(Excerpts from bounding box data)
============

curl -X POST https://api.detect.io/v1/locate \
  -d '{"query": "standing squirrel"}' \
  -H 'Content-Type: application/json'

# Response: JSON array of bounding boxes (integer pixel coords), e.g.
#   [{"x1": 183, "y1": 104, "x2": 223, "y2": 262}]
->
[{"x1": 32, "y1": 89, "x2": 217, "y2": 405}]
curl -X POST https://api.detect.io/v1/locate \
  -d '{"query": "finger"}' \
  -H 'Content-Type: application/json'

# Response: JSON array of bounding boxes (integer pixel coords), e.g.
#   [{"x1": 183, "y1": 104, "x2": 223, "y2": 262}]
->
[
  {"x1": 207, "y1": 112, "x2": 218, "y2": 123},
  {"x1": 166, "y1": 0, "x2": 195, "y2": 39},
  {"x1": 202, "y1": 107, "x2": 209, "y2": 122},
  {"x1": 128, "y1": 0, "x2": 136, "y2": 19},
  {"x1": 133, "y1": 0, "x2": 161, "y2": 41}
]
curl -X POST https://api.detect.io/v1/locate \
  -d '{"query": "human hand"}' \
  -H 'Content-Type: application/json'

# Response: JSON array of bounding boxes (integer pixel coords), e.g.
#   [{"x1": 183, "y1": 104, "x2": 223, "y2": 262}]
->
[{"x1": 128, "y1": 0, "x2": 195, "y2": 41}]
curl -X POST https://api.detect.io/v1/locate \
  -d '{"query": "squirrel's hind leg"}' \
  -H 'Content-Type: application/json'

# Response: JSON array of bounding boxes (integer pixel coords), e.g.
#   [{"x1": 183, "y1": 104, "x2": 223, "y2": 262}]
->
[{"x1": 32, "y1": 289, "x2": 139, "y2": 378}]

============

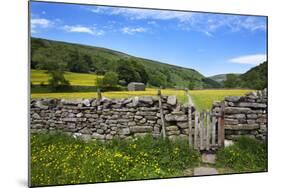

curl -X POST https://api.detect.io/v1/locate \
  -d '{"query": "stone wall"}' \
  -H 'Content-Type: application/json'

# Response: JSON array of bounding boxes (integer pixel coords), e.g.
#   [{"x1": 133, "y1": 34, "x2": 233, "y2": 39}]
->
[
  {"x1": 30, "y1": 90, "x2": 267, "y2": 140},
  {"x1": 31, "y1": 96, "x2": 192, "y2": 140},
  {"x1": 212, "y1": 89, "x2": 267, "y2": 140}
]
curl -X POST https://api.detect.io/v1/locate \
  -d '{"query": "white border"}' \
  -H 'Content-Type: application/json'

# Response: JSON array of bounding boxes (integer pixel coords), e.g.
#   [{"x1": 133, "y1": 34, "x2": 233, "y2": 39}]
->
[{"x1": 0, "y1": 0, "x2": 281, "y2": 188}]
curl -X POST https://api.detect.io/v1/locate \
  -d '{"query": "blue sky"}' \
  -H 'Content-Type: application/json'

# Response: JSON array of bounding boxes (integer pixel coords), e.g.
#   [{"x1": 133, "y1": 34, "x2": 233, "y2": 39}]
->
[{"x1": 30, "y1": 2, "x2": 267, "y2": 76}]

============

◆ **WHAT TO DO**: Please list every line in the rows above that contains the string "query".

◆ **TASK RESPONSE**:
  -d '{"query": "standing squirrel"}' \
  -d '{"query": "finger"}' \
  -d '{"query": "human hand"}' \
  -d '{"query": "squirrel's hind leg"}' \
  -d '{"query": "stone wall"}' \
  -d '{"query": "white border"}' \
  -d '{"query": "blue sky"}' \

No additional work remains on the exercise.